§ DOCUMENT EXTRACT:
<<<<
Nourishing Children and Families

Setting boundaries before setting the table may help your family with holiday harmony.

This is the time of year when many families gather around holiday tables. Traditions vary, even the definition of delicious food changes depending on family culture and background. Many delicacies make their once a year appearance—some with fond memories, some with excited anticipation.

One such holiday feast is a standout in my memory. We gathered at my parents’ home—the house I grew up in. It seemed like any other year. My mother, sister, and I were the chief cooks, busy in the kitchen while our children played nearby. The youngest of the cousins was my 3-year-old son.

My family’s holiday menu was probably typical Midwestern omnivore fare: roast turkey with bread stuffing, an extra dish of dressing made with oysters (my dad’s preference), mashed potatoes, giblet gravy, candied sweet potatoes, green bean casserole, apple salad, a tray of pickles and olives, and cranberry sauce. And homemade yeast rolls and butter. Following dinner: a smorgasbord of pies. As usual, the feast was served in the middle of the afternoon with appetizers beforehand to stave off hunger.

Now take a moment to view this scene through the eyes of the young cousins: hard-to-swallow meat, soggy bread, gravy with strange stuff floating in it, sticky orange lumps mixed with white stuff, gooey green beans with brown stuff on top, gooey apples, strange-smelling lumps, off-green balls with red stuff sticking out, and sour red jelly. While I cannot recall what my nieces and nephews had on their plates—I probably didn’t notice—I remember that my three-year-old son allowed a few green beans, small bits of turkey, a buttered roll, and a tablespoon of mashed potatoes on his plate. But all he ate was the buttered roll.

My son, always a good eater, was experiencing a whole tableful of new foods. Factor in the mid-afternoon mealtime—he had filled up on cheese and crackers from the appetizers at his usual lunchtime. So he landed at the holiday family table not really hungry and less adventuresome than usual. Despite not eating much, he stayed right there taking in the sights and sounds of the family meal.
>>>>
§ COMPLETE THE FOLLOWING:
1/ According to the holiday meal article, which foods did the three-year-old son allow on his plate?
2/ Translate this sentence from the holiday meal article into Spanish: "This is the time of year when many families gather around holiday tables."
The lines after this point come from a separate source.

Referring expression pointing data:
<<<<
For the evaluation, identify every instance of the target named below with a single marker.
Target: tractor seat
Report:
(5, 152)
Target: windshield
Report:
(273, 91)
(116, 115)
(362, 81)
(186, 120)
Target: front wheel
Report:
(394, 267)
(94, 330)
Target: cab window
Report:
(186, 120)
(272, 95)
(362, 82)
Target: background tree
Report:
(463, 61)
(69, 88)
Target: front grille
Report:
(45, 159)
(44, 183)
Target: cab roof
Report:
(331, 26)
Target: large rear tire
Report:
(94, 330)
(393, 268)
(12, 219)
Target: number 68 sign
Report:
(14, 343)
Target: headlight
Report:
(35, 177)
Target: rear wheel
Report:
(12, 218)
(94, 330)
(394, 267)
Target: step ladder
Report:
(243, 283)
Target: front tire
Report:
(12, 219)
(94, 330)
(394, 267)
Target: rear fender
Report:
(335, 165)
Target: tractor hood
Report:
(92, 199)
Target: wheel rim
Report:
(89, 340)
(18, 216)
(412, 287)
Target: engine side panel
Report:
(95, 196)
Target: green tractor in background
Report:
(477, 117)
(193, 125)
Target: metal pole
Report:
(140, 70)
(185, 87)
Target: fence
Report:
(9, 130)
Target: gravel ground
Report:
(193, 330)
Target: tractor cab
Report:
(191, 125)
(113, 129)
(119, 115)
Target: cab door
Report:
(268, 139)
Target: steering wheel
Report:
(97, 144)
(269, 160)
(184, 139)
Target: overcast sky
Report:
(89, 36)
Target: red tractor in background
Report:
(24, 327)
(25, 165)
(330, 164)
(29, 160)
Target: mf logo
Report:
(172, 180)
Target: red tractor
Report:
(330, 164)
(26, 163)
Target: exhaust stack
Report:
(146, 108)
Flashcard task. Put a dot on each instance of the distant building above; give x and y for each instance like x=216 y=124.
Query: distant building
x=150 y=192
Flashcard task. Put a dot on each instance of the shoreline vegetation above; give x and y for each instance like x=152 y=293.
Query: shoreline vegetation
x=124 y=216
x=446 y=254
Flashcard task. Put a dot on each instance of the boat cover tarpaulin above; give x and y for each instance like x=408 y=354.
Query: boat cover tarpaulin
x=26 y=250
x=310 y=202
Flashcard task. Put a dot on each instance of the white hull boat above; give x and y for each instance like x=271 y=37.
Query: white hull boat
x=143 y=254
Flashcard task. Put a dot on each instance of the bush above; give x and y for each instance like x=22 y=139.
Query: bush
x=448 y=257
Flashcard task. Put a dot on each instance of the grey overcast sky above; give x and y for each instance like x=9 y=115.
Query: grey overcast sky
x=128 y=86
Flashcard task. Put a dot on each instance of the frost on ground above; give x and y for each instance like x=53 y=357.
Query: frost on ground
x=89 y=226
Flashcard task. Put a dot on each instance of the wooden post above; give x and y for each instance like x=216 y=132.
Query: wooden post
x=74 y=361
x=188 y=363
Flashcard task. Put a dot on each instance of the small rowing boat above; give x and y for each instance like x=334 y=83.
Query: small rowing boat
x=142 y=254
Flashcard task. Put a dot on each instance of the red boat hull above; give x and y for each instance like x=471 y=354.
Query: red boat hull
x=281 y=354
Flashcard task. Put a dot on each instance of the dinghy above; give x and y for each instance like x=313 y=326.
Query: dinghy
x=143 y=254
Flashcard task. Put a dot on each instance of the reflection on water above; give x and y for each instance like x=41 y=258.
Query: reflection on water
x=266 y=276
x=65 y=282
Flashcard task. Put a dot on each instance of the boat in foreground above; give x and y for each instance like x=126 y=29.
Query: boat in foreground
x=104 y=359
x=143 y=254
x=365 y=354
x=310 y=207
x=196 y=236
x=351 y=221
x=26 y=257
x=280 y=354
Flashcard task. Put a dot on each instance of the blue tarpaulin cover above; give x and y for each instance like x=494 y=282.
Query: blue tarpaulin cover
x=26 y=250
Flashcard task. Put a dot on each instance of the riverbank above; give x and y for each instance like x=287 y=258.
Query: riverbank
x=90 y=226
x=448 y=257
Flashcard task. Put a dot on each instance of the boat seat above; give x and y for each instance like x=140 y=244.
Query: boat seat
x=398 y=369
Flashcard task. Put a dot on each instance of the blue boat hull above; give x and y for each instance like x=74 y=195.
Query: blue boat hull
>>>>
§ RESPONSES FOR EACH TASK:
1/
- A few green beans
- Small bits of turkey
- A buttered roll
- A tablespoon of mashed potatoes

2/ Esta es la época del año en que muchas familias se reúnen alrededor de las mesas festivas.